Exercise directions: Resume the comment on sleep apnea and bread machines, continuing it from its last sentence.

Given text:
I am delighted to learn that you have discussed a sleep study with a doctor — I hope, one who is a sleep specialist, since the study of sleep medicine is brand-new and even young general practitioners mostly only know enough about sleep medicine to be dangerous, that is, dismissive of real problems, especially for women. FYI, about your belief that you wake up enough to become conscious when you’re really in trouble: during a sleep study they take an EEG to monitor the stages of sleep — the EEG shows spikes when the brain sends a signal to wake up enough to open the airway, if you have obstructive sleep apnea. You almost never wake up enough to become conscious after an apnea, and there can be hundreds of these episodes a night, so don’t be lulled into a sense of false security if you do wake up gasping from time-to-time.
If you have obstructive sleep apnea, recent research shows that the episodes of hypoxia do cause brain damage, especially to the center for organizational abilities. Also, as a writer, you might find the dysphasia particularly annoying. I don’t think insurance covers any therapy for it, the way they do for people who have had strokes. I assure you that recovery is very challenging.
If you are sleeping through loud alarm clocks, you are sleep-deprived. Something is wrong.
Regarding bread machines, I use the Breadman TR-875 and like it very much. I ordered it from NewEgg.com. It comes with recipes.

Extracted entries:

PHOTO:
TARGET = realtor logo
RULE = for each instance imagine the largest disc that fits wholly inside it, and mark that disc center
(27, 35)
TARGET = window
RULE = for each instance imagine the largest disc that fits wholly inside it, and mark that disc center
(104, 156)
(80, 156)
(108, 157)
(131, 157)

==

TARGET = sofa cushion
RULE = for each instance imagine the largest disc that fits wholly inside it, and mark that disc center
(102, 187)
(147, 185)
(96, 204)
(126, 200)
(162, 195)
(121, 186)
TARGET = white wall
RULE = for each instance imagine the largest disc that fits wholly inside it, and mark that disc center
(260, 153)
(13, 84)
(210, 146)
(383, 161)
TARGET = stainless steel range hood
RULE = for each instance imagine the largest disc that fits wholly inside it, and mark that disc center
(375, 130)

Expected answer:
About your heirloom tomato question: you can grow any heirloom tomato in a container as long as it is big enough — at least 15 gallons. Do be sure it has good drainage and use potting soil — Miracle-Gro’s is good and affordable. Commercial self-watering containers are pricey, but excellent. Also, at least six hours of direct sun most days is a must. Cage or stake the vines. My favorite heirloom cherry tomatoes are Wild Cherry, aka Matt’s Wild Cherry, and Galina’s Yellow Cherry, although you certainly will want to consider Camp Joy, too. My absolute favorite tomato is Brandywine, Sudduth’s strain. I also like Berkeley Tie Dye and Orange Russian 117 — if you are going to go to the trouble, grow something that is delicious AND will WOW people visually. If you want lots of fried green tomatoes, get an indeterminate hybrid for their prolific production since their tomatoes will be delicious cooked and it won’t matter that if you let them ripen they would taste like baseballs. Among hybrids, Jet Star and Lemon Boy are considered respectable by heirloom tomato growers.